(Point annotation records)
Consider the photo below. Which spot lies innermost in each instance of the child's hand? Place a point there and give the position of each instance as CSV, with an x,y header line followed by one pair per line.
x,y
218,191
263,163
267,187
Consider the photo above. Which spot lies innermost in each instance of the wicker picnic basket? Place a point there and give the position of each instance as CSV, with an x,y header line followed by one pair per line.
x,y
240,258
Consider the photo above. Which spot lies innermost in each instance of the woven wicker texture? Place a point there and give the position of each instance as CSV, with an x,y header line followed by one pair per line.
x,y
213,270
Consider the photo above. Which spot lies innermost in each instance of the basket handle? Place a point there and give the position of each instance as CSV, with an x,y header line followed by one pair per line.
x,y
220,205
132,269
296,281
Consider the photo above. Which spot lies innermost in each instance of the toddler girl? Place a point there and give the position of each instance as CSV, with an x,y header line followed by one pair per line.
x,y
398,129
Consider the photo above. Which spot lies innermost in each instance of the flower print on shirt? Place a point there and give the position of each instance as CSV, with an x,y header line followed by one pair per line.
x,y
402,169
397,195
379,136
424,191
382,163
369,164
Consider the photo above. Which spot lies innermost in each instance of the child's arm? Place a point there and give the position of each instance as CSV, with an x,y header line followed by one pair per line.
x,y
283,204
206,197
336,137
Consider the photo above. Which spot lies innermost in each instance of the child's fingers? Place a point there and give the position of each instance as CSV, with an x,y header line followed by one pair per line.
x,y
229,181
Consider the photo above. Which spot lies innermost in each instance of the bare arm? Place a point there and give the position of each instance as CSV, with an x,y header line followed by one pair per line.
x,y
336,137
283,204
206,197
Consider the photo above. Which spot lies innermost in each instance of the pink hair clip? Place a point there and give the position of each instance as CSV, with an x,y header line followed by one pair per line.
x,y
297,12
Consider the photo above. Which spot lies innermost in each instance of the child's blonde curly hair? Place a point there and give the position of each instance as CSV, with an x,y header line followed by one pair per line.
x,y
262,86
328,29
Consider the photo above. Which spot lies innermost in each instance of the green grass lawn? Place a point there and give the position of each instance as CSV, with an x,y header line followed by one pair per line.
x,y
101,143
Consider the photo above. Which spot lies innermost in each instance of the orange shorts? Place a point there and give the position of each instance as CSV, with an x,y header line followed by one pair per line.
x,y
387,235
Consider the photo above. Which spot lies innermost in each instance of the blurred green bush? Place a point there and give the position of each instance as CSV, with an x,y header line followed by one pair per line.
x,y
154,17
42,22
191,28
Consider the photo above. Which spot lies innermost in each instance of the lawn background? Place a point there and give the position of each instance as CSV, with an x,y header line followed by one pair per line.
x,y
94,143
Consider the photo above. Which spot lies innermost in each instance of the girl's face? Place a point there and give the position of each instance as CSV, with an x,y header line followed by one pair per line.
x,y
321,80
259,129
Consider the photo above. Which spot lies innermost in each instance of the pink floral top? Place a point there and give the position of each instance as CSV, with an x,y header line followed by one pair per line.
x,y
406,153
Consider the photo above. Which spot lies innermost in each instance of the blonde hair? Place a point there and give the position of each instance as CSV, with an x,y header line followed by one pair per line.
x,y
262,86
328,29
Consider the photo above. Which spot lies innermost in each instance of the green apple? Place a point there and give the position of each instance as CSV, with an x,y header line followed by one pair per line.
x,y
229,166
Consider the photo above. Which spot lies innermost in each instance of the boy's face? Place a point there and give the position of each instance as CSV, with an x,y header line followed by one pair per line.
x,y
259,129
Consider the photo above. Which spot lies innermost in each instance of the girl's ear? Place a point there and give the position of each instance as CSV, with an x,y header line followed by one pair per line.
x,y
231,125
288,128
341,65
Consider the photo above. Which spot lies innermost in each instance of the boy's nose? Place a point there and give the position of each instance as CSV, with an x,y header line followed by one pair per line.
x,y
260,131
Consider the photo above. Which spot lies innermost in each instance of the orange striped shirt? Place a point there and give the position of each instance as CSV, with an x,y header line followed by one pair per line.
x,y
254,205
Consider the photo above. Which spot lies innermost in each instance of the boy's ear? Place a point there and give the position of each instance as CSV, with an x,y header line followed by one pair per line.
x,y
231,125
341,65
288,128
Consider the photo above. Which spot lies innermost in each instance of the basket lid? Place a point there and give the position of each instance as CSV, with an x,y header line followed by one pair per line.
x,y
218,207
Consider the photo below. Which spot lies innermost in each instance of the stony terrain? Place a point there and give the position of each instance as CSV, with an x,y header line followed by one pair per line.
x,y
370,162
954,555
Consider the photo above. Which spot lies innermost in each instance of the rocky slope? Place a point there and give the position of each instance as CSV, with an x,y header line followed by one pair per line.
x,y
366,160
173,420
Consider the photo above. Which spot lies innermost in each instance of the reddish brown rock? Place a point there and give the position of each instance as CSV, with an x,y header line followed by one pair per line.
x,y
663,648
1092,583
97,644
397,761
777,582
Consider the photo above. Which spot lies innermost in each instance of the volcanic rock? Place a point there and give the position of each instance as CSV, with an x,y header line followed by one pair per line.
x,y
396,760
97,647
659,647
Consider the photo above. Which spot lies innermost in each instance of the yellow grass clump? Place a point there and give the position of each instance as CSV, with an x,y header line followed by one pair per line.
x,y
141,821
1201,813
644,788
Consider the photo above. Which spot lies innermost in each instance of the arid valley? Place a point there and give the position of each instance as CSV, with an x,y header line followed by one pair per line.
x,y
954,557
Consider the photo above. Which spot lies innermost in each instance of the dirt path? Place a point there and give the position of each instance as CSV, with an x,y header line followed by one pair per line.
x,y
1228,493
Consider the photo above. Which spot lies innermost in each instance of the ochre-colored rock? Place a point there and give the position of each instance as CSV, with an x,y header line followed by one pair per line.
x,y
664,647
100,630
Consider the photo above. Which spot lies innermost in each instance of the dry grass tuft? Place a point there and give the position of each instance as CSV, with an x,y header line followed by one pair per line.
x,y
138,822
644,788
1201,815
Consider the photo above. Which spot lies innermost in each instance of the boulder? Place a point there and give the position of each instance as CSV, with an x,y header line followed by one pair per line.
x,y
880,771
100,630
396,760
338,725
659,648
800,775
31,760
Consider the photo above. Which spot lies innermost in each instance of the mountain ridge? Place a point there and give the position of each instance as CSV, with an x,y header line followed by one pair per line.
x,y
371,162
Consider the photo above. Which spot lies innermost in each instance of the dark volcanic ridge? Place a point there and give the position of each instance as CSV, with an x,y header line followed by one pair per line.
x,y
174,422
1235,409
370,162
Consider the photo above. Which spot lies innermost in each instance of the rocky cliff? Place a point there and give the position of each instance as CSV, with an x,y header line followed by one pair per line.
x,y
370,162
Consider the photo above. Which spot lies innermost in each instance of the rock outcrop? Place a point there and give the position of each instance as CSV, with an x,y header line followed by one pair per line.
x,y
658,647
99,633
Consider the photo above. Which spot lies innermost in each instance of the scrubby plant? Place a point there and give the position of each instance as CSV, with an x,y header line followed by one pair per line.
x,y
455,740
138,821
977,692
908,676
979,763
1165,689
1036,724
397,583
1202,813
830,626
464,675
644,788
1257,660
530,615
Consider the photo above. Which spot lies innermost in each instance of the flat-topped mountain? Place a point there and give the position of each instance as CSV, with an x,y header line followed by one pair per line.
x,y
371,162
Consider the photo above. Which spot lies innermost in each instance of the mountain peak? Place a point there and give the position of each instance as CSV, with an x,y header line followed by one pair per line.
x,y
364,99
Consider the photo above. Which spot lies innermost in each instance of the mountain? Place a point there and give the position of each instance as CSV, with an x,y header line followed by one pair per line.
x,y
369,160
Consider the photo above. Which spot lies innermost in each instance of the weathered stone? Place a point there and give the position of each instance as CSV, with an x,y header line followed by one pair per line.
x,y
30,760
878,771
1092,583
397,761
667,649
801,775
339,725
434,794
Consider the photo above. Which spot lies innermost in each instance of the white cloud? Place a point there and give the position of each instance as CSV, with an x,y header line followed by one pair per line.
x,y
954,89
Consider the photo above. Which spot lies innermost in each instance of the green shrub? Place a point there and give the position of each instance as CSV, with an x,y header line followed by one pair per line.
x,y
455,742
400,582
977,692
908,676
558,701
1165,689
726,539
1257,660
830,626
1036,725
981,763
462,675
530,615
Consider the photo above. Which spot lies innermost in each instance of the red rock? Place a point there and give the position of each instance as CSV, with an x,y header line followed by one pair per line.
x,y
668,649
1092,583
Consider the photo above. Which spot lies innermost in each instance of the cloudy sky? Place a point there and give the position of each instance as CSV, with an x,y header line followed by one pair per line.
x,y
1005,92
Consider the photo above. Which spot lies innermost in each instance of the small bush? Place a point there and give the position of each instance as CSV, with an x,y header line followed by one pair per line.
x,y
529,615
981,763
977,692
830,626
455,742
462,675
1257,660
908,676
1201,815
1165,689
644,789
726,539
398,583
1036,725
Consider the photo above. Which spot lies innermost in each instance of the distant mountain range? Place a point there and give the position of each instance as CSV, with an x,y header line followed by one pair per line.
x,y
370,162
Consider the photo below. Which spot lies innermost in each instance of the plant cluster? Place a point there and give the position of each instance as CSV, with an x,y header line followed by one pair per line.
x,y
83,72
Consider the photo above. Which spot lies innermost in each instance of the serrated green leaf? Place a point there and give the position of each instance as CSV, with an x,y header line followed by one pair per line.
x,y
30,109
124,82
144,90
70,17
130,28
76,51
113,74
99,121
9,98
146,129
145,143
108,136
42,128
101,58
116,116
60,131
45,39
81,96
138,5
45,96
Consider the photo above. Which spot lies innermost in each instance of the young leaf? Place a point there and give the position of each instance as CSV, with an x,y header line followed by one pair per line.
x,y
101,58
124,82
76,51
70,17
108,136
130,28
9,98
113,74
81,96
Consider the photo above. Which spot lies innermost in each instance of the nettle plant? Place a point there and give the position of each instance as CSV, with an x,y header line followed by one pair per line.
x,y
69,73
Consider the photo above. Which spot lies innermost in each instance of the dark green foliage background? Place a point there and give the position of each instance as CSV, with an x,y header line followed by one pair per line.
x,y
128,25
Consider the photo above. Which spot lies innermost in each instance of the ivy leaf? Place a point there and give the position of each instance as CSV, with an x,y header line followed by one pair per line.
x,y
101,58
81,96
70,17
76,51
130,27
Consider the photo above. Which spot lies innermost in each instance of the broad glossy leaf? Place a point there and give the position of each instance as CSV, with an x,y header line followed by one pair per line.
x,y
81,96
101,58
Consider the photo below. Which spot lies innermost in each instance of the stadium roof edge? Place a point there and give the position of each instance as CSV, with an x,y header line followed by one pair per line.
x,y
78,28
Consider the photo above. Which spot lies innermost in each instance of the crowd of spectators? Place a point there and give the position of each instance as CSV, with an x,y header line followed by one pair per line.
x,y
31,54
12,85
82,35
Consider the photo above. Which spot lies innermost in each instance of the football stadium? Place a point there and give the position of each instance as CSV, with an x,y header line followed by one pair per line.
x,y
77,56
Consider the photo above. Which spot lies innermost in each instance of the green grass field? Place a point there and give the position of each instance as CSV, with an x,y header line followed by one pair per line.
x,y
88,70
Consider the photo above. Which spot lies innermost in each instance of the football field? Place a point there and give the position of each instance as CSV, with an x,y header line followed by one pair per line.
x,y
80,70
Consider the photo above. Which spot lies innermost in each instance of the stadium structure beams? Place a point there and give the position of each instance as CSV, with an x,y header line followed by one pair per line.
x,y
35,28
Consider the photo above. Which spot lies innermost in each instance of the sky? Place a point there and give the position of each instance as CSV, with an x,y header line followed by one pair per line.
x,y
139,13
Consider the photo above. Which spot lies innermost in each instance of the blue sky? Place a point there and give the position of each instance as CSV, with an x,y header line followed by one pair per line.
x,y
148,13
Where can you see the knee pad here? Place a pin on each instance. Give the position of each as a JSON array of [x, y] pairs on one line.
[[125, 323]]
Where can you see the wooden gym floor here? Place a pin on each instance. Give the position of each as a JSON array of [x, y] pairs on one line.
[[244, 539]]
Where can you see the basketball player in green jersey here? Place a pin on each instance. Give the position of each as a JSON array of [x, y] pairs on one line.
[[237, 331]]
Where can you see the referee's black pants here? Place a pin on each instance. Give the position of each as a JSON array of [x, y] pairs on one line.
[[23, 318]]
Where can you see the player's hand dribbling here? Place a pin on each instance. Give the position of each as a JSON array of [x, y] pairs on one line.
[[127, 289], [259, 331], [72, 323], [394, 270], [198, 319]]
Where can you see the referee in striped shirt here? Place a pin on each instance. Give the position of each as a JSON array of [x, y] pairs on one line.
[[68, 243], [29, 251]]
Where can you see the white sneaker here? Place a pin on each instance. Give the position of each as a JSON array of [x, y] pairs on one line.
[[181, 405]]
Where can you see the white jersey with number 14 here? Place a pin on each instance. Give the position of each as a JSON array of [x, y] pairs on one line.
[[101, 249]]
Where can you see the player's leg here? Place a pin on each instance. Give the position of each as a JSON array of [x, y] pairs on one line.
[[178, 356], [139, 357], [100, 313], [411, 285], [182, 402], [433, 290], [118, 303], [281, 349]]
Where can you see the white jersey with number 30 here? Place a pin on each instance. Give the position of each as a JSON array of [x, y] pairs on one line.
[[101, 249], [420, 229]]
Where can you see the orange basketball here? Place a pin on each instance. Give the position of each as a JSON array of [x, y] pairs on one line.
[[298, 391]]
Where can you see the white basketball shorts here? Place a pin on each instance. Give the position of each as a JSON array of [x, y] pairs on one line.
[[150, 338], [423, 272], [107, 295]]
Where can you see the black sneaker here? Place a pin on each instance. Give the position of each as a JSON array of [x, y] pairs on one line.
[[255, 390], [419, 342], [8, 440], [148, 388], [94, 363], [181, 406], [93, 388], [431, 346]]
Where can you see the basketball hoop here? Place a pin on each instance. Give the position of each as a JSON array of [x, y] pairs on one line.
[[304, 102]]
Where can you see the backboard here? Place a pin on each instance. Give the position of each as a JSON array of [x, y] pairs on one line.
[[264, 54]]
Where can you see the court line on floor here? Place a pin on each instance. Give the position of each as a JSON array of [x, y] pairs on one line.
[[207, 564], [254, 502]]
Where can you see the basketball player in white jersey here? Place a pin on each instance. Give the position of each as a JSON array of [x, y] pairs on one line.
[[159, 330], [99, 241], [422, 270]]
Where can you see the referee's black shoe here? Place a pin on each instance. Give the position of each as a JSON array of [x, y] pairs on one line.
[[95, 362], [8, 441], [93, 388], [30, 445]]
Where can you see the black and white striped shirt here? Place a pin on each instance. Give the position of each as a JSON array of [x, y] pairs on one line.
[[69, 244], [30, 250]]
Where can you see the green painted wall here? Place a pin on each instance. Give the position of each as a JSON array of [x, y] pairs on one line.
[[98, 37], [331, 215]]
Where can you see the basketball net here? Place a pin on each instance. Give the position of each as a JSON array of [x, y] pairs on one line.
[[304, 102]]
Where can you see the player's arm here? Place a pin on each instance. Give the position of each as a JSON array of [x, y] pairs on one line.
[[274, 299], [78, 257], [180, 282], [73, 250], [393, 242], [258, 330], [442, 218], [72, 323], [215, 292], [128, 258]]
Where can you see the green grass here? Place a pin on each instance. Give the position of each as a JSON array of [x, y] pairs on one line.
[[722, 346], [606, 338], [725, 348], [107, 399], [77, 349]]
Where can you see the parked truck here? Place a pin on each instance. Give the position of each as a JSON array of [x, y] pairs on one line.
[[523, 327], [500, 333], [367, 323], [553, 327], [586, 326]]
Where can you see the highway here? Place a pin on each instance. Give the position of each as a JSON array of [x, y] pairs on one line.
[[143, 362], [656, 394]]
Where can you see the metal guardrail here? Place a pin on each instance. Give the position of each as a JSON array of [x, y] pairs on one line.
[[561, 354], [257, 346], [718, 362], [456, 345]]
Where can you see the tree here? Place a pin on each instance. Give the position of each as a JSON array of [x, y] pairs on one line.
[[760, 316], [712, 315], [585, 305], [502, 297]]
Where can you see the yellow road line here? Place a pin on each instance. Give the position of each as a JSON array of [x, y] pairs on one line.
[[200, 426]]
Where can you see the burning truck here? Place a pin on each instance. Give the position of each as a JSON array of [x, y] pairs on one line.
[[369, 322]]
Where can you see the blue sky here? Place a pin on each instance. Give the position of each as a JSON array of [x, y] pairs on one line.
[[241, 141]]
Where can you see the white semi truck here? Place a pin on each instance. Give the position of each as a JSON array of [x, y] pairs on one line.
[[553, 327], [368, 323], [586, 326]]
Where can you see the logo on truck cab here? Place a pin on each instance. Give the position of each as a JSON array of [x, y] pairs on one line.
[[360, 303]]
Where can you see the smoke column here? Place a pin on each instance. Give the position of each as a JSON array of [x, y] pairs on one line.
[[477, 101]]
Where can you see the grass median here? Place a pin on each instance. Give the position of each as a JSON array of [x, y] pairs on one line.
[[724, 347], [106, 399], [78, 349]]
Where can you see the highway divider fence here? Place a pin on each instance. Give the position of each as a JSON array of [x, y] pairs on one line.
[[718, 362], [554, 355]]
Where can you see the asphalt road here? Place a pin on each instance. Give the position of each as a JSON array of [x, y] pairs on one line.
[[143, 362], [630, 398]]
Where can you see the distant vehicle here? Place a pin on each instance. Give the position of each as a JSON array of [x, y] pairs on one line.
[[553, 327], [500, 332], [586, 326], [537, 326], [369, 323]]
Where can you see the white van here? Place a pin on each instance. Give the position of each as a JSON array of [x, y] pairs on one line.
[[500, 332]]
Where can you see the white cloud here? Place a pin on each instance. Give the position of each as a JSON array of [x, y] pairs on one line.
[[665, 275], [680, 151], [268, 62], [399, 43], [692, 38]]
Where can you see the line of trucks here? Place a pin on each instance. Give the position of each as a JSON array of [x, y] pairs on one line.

The exercise:
Repeat only the lines running from the line that contains "Where can you see the tree" through the last line above, inclusive.

Response to the exercise:
Where can you see the tree here? Place a pin on each instance. Give the position of each as a JSON array of [x, y] pairs on one line.
[[760, 316], [712, 315], [585, 305], [502, 297]]
Where can you see the yellow road line here? Place a pin on each instance. Give the position of each as a JSON array of [x, y] pairs on one line.
[[200, 426]]
Where can you see the burning truck here? Place a pin on each instance. Give the position of each as a JSON array of [x, y] pairs on one line.
[[369, 322]]
Where can you see the blue sky here? Place a pin on each instance. Give the position of each as a JSON array of [x, y] pairs on one line.
[[241, 141]]
Where can you see the white semi truck here? Place a pin on each instance. Give the position of each as a JSON array of [x, y] pairs on one line.
[[553, 327], [368, 323], [586, 326]]
Where can you see the logo on truck cab here? Place a pin on each instance. Give the position of each as a JSON array of [x, y] pairs on one line.
[[360, 303]]
Where can you see the smoke column here? Place a pin on each instance. Give the position of each as a JSON array of [x, y] pairs on one line.
[[477, 101]]
Where can you see the grass median here? Place a pin on each instance. Give the position of each as a JSON array of [x, y] pairs on one line.
[[724, 347], [106, 399], [78, 349]]
Where can you see the highway divider fence here? Place a pin on each instance. Give the position of each as a JSON array of [x, y] pairs on one line.
[[718, 362], [554, 355]]
Where can you see the asphalt road here? Place a pin on each instance. Give the position of each as a JSON array of [x, y] pairs on one line.
[[143, 362], [630, 398]]
Where can you see the distant vehicle here? Place a pin on each instance. Give the position of each as a JSON array of [x, y] pairs on one line.
[[553, 327], [500, 332], [586, 326], [537, 326], [369, 323]]
Where can you see the white van here? Place a pin on each instance. Give the position of each as a JSON array of [x, y] pairs on one line.
[[500, 332]]
Where can you see the white cloud here? Place a pin on each instance. Give the position of each as a JSON array of [x, y] pairs on one line.
[[665, 275], [680, 151], [268, 62], [399, 43], [692, 38]]
Where can you see the line of trucks here? Place a pin on each instance. Give the position of each as a JSON array of [x, y] pairs on one line.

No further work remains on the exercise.